ABOUT THIS EXERCISE: All the data beneath this line is to be reproduced exactly.

= Beginning of Section =

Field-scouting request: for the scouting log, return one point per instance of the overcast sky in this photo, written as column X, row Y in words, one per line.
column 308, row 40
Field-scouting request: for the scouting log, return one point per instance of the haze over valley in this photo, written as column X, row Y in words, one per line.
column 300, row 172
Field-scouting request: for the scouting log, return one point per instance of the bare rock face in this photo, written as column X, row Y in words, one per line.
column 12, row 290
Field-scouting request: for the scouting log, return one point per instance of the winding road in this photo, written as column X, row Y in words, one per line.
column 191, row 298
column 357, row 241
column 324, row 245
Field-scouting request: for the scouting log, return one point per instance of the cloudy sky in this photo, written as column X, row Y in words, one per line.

= End of Section =

WRITTEN REPLY:
Field-scouting request: for the scouting log, return one point per instance of the overcast sky in this photo, written as column X, row Y in words, one per line.
column 308, row 40
Field-scouting request: for the scouting log, return one point per instance of the haze over valley in this photo, written as column X, row Y in words, one per line.
column 300, row 172
Field-scouting request: for the scouting log, return one point per instance of the bare rock face in this photo, written as column X, row Y in words, one per line.
column 12, row 290
Field-scouting request: for the scouting log, return one point per instance of the winding road in this photo, written as column X, row Y in words, one per line.
column 191, row 298
column 357, row 241
column 324, row 245
Field-scouting request: for the scouting log, return one point per instance of the cloudy sky in this photo, written as column X, row Y in words, one per line.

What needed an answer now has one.